■ **TASK DATA**:
____________
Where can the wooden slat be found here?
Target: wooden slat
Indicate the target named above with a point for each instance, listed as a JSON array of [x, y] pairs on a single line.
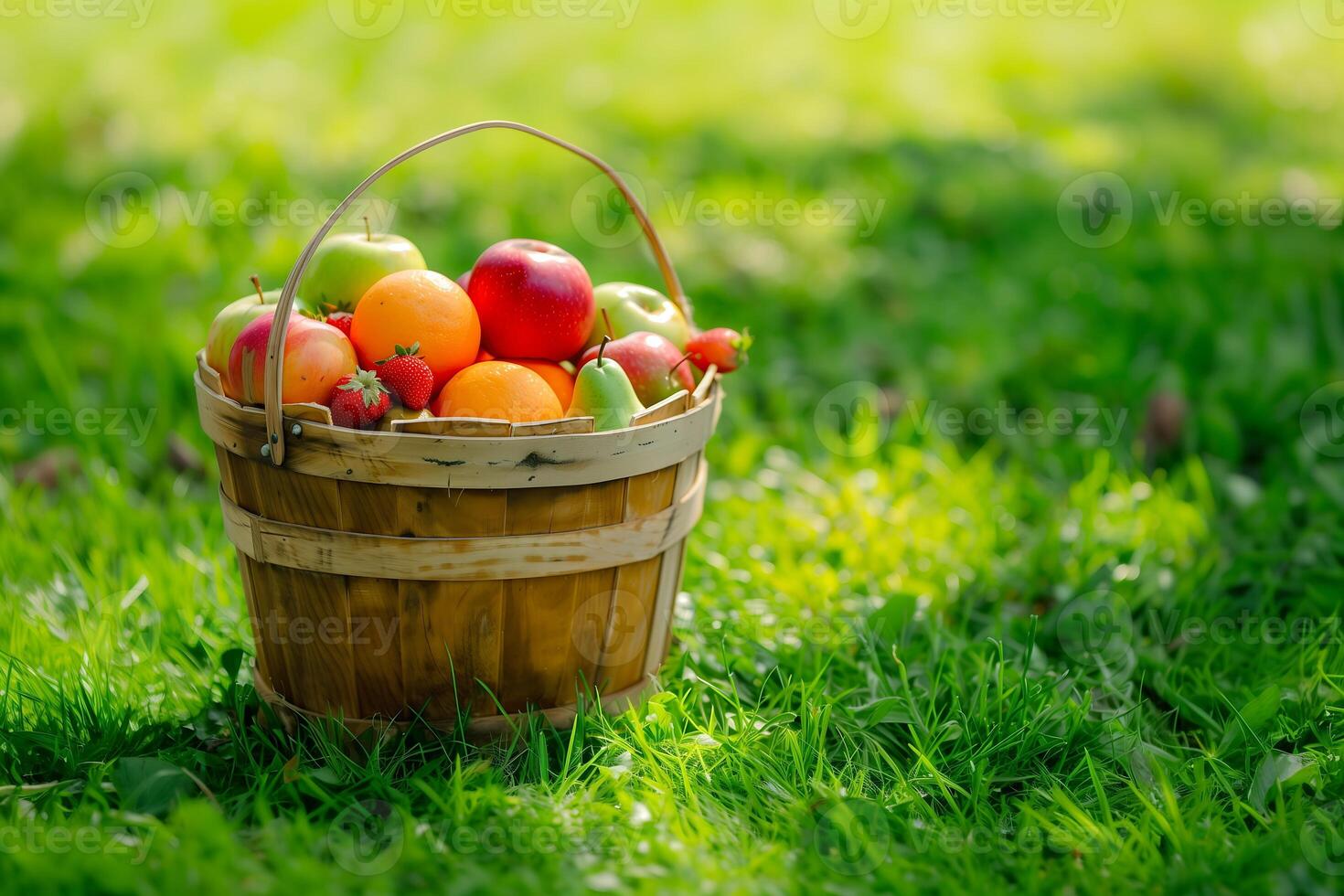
[[569, 426], [263, 603], [539, 667], [314, 615], [634, 594], [475, 463], [689, 472], [702, 389], [664, 410], [459, 426], [208, 375], [306, 411], [452, 632], [374, 604], [580, 549]]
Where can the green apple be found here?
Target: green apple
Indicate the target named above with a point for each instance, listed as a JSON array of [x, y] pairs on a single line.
[[603, 392], [345, 266], [631, 309], [230, 323]]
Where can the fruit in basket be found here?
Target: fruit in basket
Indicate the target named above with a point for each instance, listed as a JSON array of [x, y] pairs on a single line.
[[342, 321], [233, 318], [400, 414], [408, 377], [652, 363], [346, 265], [359, 400], [418, 306], [499, 391], [316, 357], [535, 300], [722, 347], [603, 392], [632, 308], [560, 379]]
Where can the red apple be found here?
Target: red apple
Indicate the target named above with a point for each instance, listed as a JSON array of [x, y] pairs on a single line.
[[316, 355], [534, 300], [652, 363]]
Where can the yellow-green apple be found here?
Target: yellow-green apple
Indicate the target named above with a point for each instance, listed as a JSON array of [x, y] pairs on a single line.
[[345, 266], [534, 300], [632, 308], [233, 318], [652, 363], [316, 355]]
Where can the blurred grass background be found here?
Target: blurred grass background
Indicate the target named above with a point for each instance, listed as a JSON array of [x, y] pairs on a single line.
[[965, 129]]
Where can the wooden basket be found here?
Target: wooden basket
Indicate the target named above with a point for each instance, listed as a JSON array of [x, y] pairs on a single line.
[[457, 569]]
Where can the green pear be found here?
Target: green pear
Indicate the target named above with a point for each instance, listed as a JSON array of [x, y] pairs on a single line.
[[603, 392]]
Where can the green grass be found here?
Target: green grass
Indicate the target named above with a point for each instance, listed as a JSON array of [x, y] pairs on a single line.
[[909, 657]]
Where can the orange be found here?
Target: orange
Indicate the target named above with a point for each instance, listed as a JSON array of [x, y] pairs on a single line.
[[555, 377], [417, 306], [497, 391]]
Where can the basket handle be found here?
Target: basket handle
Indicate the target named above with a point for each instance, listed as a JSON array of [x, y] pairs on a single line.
[[276, 347]]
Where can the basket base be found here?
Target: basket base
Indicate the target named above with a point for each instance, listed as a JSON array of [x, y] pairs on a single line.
[[477, 729]]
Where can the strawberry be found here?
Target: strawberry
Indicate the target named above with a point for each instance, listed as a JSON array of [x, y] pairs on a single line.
[[409, 377], [342, 321], [359, 400], [720, 346]]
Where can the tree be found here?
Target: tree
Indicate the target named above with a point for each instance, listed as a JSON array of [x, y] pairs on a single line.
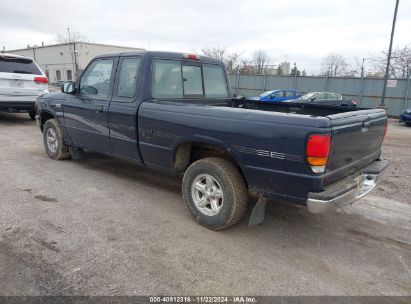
[[232, 60], [70, 37], [260, 59], [334, 65], [295, 71], [400, 66]]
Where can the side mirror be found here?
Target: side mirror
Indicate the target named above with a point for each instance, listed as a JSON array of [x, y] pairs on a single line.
[[68, 87]]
____________
■ **TASK GOAL**: Convert all the items above into a single numbered list with one line per entry, skipping any blank lines and leaving the pictures out.

■ **RESULT**:
1. Where can the wooden slat be found here?
2. Target: wooden slat
3. Indicate the target named above with a point for each instance, listed as a JSON array of [x, y] pairs on a single line.
4. [[569, 426], [263, 603], [539, 667], [314, 615], [634, 594], [475, 463], [689, 472], [702, 389], [664, 410], [459, 426], [208, 375], [306, 411], [452, 632], [374, 604], [580, 549]]
5. Where can the green apple be found here?
6. Target: green apple
7. Indicate the target named above with a point for each instance, listed as a JSON array of [x, y] pairs on a single line.
8. [[603, 392], [345, 266], [631, 309], [230, 323]]
9. Where can the fruit in basket be found here?
10. Target: fruit in basket
11. Indicate the target named above with a point for each instance, listed as a JSON array of [x, y] pairs on a single line.
12. [[342, 321], [233, 318], [400, 414], [408, 377], [652, 363], [346, 265], [359, 400], [418, 306], [499, 391], [316, 357], [535, 300], [722, 347], [603, 392], [632, 308], [560, 379]]
13. Where can the red apple be found here?
14. Target: red apple
15. Indicate the target named above with a point for each instance, listed as a JSON array of [x, y] pairs on a single line.
16. [[316, 355], [534, 300], [652, 363]]
17. Where can the yellow-green apple be found here?
18. Target: yellow-green apple
19. Indicate the target named above with a point for each instance, listed as a JSON array of [x, y] pairs on a single line.
20. [[345, 266], [534, 300], [632, 308], [233, 318], [652, 363], [316, 355]]
21. Where can the blurred grass background be found here?
22. Target: blurred grass background
23. Indicate the target named above with a point for each instance, listed as a JSON array of [x, y] pairs on a single line.
24. [[965, 129]]
25. Where can the wooden basket be found here?
26. Target: wooden basket
27. Indicate the target named above with a point for each instance, listed as a JSON array of [x, y] pairs on a single line.
28. [[457, 569]]
29. Where can the green pear be found here?
30. Target: green pear
31. Indicate the target named above with a point for each instance, listed as a JSON array of [x, y] pairs on a single line.
32. [[603, 392]]
33. Where can the green grass be found here?
34. Target: green grass
35. Indicate the target named above with a point for each instance, listed as a JSON array of [x, y] pairs on a single line.
36. [[909, 657]]
37. Where can the orange be found here?
38. Target: orange
39. Indicate the target named above with a point for each instance, listed as a JSON array of [x, y] pairs on a single line.
40. [[555, 377], [417, 306], [497, 391]]
41. Where can the basket handle be found here?
42. Target: basket handle
43. Indicate the target named above with a point for each instance, listed as a JSON array of [x, y] pairs on a single line.
44. [[276, 347]]
45. Where can the basket base be found here?
46. Target: basket base
47. Indicate the target named above with a point for each instance, listed as a JSON array of [x, y] pairs on a single line.
48. [[477, 729]]
49. Where can the strawberry be found here?
50. Target: strawberry
51. Indicate the target named above with a point for each instance, listed as a JSON array of [x, y] pairs on a single line.
52. [[409, 377], [342, 321], [359, 400], [720, 346]]
53. Where can the tree be found here?
54. Target: tree
55. Indicate the target named above with a point for each instance, listed as a JSON array of [x, y] pairs on a single line.
56. [[232, 60], [70, 37], [260, 59], [334, 65], [295, 71], [400, 66]]
57. Where can the side mirror be found here?
58. Target: side mirror
59. Indicate the target named above with a point for each instance, listed as a JSON array of [x, y] pairs on a single line.
60. [[68, 87]]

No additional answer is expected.